▶ _Extracted entries_
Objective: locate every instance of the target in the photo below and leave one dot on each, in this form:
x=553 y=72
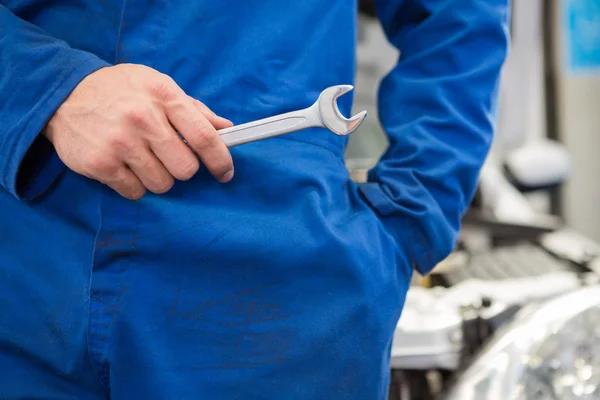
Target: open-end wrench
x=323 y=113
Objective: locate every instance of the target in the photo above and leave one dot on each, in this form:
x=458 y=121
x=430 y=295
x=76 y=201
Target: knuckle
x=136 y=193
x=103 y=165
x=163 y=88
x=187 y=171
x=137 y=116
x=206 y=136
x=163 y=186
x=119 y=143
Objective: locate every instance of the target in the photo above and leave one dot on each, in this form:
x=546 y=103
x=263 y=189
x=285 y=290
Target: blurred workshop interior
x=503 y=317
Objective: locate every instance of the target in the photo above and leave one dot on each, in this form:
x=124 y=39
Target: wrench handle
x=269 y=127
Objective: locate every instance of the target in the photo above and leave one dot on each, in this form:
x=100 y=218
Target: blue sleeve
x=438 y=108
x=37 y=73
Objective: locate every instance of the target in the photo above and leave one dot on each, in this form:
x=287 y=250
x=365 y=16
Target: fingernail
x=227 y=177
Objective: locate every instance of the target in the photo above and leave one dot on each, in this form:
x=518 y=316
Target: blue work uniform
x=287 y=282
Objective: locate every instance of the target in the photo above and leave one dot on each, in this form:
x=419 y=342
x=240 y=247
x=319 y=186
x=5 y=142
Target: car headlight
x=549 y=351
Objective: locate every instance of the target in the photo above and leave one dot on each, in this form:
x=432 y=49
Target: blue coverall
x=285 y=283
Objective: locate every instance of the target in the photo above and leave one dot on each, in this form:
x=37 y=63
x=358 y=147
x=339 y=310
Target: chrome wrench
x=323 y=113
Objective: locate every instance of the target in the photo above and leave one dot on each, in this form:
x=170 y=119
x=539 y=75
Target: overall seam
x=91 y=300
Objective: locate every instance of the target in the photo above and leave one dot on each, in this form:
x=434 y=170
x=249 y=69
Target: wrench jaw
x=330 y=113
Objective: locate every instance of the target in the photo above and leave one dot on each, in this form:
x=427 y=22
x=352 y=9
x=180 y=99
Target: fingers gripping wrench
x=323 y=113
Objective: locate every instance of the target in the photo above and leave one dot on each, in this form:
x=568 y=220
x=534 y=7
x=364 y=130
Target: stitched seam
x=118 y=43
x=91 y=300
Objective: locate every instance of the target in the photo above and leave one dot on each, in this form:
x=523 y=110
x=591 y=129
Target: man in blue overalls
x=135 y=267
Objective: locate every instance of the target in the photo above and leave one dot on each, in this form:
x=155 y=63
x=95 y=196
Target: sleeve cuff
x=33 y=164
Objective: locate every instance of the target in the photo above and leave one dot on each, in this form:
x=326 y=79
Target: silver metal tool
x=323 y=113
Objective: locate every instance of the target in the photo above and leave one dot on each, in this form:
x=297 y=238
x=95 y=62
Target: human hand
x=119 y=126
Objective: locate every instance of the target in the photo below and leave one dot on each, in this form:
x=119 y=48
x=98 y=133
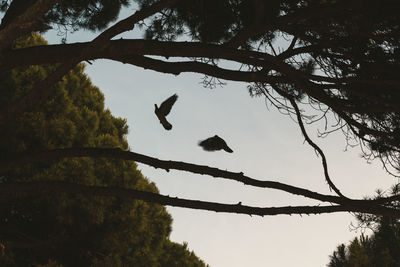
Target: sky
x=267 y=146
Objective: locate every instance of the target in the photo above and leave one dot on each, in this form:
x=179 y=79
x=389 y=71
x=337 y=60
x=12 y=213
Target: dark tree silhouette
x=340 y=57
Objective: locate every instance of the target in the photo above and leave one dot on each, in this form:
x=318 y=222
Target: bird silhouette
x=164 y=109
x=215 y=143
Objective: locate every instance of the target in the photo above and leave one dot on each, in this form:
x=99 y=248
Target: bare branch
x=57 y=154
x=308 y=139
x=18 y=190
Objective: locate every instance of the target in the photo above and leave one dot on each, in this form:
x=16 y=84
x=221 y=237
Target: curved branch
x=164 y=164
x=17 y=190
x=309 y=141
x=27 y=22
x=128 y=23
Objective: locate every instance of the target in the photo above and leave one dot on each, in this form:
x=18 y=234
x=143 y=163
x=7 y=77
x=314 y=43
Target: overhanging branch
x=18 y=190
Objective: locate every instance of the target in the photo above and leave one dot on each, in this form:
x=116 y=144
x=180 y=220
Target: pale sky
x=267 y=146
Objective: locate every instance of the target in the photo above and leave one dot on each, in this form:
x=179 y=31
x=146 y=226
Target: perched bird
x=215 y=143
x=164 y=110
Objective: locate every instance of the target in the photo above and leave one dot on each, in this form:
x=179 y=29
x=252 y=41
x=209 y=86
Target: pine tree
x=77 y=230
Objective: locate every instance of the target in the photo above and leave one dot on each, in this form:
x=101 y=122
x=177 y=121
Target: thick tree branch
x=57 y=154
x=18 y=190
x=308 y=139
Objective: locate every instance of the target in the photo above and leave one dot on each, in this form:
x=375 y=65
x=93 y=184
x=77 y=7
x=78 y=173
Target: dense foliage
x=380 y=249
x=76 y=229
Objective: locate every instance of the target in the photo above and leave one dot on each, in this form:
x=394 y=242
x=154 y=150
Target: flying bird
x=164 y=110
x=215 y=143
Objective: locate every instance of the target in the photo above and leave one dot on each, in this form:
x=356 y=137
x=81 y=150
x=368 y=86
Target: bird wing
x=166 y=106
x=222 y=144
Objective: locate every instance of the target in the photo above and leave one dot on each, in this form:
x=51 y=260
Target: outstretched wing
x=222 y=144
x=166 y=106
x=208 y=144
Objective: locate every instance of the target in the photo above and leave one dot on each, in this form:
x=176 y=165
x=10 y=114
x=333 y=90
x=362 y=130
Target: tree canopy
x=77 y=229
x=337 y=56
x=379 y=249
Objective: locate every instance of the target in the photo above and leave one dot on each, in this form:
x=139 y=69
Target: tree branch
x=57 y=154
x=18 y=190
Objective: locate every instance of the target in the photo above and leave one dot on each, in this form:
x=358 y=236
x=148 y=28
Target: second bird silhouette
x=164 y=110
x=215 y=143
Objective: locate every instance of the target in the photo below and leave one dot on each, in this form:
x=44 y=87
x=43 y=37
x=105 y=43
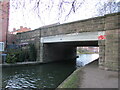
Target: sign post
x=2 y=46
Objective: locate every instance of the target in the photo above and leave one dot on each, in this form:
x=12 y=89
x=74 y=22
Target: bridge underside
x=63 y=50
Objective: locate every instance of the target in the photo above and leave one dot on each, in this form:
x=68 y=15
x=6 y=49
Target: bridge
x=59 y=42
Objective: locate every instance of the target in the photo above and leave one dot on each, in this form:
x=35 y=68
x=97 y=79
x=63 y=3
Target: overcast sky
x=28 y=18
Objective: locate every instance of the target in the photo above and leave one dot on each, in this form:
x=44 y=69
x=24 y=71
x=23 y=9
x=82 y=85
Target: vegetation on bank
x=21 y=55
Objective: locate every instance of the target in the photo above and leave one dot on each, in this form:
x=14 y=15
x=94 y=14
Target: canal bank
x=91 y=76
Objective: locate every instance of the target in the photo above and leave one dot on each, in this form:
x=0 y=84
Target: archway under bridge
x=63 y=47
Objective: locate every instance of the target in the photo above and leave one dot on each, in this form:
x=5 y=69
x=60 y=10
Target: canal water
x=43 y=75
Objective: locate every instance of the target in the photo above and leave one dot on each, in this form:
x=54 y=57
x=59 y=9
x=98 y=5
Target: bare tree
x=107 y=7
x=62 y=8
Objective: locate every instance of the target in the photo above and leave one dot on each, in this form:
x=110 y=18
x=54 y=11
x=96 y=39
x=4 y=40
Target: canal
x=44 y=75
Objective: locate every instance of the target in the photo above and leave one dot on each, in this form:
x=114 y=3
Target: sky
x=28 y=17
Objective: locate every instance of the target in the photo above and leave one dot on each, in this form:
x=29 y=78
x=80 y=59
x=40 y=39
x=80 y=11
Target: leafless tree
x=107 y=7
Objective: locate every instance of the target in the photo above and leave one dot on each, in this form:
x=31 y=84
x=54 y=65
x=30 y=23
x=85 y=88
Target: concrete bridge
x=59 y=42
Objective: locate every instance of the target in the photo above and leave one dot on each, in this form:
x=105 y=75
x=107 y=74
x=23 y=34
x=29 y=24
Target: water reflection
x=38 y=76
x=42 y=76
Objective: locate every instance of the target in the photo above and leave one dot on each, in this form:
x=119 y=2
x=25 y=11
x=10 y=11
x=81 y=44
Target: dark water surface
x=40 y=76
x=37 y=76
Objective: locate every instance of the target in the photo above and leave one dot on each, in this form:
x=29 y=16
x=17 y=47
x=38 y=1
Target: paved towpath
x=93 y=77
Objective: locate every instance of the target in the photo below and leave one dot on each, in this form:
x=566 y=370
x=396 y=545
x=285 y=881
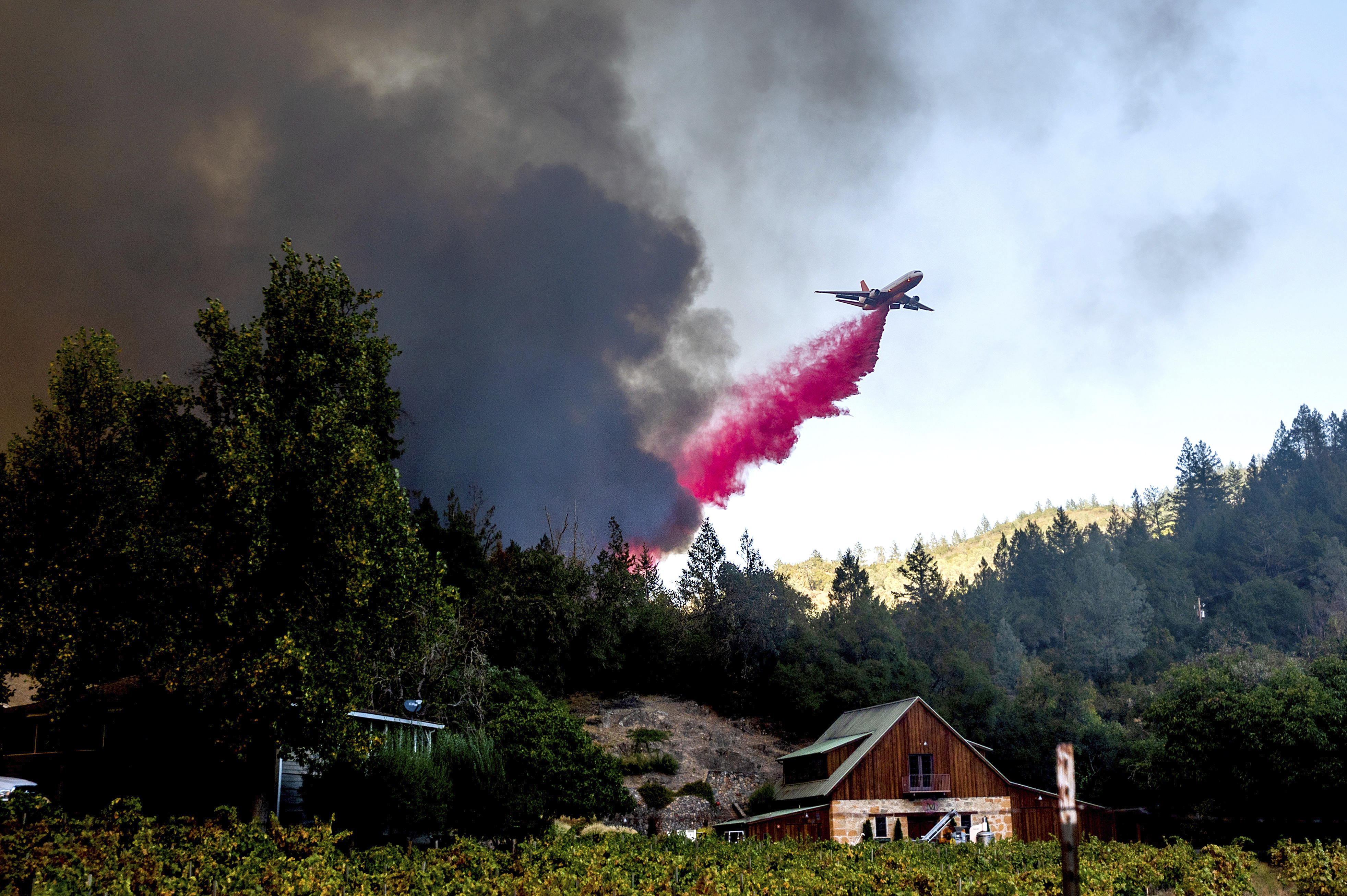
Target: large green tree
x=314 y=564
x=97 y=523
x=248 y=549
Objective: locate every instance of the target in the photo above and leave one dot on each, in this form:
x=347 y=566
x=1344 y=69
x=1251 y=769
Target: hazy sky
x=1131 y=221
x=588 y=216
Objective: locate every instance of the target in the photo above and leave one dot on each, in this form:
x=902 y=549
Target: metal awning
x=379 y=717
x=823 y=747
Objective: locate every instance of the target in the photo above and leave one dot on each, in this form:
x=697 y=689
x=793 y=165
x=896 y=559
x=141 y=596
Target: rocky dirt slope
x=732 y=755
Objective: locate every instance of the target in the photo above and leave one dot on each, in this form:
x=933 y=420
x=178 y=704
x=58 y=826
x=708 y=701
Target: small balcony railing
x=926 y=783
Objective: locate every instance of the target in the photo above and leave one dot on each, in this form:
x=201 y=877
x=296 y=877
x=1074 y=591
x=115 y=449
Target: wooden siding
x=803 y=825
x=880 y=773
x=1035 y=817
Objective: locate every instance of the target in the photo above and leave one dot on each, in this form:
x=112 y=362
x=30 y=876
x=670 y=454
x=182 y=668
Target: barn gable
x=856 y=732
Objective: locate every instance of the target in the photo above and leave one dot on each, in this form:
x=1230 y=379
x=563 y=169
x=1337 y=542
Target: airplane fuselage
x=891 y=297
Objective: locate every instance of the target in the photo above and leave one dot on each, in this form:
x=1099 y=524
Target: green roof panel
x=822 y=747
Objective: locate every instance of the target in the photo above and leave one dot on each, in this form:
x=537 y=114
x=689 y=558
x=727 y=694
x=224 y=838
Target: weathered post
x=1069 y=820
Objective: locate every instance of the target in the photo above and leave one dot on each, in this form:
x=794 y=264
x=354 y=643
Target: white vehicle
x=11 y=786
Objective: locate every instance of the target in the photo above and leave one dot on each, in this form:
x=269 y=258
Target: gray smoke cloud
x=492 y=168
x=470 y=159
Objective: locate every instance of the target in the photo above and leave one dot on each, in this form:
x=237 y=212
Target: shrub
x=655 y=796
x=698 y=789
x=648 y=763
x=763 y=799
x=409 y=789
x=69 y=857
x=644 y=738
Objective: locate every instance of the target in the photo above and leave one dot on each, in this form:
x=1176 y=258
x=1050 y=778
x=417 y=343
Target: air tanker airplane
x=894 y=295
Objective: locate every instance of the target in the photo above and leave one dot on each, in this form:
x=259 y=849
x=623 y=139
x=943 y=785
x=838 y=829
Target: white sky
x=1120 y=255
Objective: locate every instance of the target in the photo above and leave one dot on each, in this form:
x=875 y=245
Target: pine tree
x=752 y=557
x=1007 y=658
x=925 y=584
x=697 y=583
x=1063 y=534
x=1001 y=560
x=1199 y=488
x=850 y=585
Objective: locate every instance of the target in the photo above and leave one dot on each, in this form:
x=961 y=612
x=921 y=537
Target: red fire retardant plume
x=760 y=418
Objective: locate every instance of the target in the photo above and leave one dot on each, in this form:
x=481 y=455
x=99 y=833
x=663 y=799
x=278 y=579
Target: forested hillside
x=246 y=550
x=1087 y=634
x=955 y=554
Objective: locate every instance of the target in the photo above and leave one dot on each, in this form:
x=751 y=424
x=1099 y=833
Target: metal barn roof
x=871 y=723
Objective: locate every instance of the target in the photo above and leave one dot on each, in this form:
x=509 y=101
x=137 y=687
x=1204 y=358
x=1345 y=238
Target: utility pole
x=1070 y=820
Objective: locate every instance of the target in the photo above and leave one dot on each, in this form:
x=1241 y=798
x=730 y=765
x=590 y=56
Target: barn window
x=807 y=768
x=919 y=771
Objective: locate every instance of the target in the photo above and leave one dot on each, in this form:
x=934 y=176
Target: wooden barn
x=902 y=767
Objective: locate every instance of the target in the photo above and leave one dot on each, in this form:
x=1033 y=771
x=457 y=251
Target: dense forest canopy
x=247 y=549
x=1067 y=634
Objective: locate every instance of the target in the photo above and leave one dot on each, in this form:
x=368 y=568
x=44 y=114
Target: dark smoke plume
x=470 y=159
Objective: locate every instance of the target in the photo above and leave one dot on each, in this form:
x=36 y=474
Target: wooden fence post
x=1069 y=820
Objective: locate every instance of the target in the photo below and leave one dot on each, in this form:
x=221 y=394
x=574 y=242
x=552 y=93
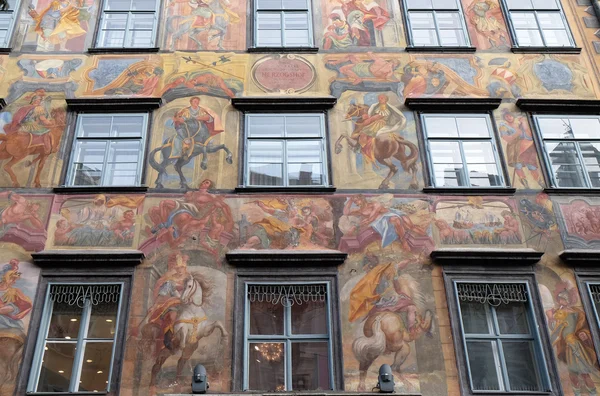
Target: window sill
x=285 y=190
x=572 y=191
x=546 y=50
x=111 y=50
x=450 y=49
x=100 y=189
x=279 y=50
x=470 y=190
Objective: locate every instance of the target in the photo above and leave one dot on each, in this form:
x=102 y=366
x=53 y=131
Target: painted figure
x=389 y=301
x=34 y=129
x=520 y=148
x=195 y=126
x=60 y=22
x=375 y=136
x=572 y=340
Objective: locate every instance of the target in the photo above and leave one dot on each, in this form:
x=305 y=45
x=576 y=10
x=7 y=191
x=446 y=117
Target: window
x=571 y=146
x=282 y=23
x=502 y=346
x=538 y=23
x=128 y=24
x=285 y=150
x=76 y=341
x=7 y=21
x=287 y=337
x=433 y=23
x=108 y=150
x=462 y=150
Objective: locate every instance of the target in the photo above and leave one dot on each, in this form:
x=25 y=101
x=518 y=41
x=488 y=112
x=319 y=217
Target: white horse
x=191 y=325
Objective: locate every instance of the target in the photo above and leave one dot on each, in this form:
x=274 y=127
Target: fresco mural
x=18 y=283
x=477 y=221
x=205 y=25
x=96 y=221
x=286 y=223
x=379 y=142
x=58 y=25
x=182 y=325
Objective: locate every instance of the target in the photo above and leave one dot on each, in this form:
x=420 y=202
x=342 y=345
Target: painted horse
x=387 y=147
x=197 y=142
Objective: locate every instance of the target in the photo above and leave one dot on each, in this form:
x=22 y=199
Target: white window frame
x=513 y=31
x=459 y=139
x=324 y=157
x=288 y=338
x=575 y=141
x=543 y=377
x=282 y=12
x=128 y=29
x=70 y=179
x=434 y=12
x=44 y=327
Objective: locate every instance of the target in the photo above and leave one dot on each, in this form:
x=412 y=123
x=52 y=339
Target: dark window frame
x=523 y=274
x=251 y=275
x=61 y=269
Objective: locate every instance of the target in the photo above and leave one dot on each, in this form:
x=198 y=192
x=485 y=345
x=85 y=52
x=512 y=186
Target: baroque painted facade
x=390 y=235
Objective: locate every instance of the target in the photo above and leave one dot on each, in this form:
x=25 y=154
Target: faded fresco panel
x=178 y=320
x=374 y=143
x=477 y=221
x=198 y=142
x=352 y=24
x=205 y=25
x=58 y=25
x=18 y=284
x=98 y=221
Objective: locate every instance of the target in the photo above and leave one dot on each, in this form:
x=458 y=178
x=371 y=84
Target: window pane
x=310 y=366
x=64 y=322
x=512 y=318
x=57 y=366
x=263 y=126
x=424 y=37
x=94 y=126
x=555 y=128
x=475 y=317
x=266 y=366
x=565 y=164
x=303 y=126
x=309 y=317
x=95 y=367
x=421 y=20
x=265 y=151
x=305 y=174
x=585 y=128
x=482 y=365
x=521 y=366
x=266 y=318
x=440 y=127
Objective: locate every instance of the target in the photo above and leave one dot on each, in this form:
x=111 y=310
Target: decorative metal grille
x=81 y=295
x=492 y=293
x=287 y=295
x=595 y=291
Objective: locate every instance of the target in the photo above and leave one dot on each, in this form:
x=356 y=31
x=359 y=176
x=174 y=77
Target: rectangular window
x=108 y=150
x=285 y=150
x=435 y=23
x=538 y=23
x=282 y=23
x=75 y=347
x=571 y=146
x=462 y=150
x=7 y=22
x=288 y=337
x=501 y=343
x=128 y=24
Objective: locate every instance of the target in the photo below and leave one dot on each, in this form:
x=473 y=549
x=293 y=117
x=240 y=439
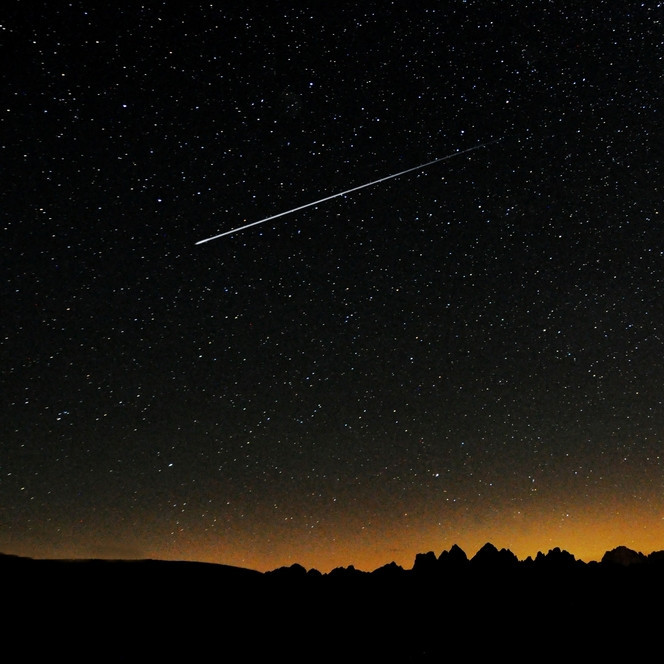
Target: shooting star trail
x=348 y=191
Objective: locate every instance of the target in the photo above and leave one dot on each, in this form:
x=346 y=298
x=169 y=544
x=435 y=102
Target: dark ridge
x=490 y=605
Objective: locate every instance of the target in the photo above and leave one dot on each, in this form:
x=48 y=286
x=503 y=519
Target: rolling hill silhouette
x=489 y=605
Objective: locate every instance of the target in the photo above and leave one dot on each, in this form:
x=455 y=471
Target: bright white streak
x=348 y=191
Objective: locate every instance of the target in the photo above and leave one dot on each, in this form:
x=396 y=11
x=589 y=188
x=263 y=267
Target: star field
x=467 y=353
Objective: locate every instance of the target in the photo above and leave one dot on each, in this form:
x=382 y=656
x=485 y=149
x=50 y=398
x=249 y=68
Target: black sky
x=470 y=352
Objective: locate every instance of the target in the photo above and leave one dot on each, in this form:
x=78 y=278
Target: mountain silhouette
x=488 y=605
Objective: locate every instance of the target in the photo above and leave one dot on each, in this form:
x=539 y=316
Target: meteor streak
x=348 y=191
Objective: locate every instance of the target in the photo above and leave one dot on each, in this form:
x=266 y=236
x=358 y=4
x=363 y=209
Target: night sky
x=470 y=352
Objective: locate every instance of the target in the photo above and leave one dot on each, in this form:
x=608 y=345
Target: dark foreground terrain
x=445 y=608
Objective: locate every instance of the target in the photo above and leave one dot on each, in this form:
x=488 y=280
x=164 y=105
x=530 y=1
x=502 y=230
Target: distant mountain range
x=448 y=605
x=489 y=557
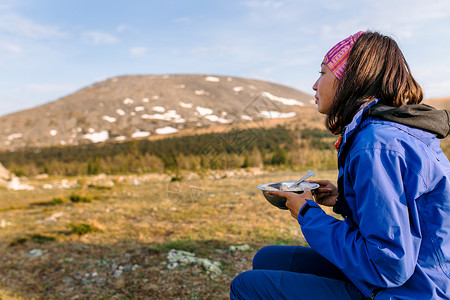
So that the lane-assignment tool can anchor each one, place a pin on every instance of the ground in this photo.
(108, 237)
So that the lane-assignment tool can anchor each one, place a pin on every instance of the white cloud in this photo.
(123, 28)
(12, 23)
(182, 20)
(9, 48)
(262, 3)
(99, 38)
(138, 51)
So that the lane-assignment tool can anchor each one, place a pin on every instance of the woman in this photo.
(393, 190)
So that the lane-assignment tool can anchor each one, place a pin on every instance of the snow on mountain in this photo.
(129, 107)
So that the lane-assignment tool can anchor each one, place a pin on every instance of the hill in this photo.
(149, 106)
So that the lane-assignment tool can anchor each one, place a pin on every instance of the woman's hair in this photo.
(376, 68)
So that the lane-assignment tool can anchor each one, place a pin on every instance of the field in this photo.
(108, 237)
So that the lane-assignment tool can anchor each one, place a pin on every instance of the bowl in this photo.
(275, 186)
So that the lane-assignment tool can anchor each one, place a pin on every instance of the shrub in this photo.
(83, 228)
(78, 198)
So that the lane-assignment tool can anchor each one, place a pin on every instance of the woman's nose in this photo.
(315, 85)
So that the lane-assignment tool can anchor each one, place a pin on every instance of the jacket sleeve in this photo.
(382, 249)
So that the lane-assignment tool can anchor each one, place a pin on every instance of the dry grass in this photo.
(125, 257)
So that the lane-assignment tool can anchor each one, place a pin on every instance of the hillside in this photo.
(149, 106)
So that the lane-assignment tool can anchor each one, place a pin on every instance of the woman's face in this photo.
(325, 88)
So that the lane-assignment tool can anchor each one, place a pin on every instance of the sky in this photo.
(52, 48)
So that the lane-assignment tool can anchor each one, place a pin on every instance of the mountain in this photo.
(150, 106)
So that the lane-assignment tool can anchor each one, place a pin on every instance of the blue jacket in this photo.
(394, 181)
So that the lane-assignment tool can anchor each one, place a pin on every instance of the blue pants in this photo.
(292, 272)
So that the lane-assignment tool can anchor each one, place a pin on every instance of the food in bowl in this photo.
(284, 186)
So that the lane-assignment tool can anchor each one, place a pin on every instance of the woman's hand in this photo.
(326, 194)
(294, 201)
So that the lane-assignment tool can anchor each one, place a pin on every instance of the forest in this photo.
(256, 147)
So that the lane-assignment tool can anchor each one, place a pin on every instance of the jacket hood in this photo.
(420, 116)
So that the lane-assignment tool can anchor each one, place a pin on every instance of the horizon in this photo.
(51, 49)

▶ _Work required_
Working from the records above, write out verbatim only the lines from the line containing "x=481 y=455" through the line containing "x=934 y=176".

▶ _Answer space_
x=481 y=455
x=99 y=833
x=663 y=799
x=278 y=579
Target: forested hillside
x=246 y=550
x=1087 y=634
x=955 y=554
Objective: locate every instance of the target in the photo above and leave one dot on each, in this form:
x=751 y=424
x=1099 y=833
Target: metal barn roof
x=871 y=723
Objective: locate every instance of the target in the photo above and leave one dot on each, in this form:
x=509 y=101
x=137 y=687
x=1204 y=358
x=1345 y=238
Target: utility pole
x=1070 y=820
Objective: locate every instance of the target in the photo above and leave one dot on each, in this form:
x=1241 y=798
x=730 y=765
x=590 y=56
Target: barn window
x=807 y=768
x=919 y=771
Objective: locate every instance of the target in the photo above and leave one dot on each, in this form:
x=934 y=176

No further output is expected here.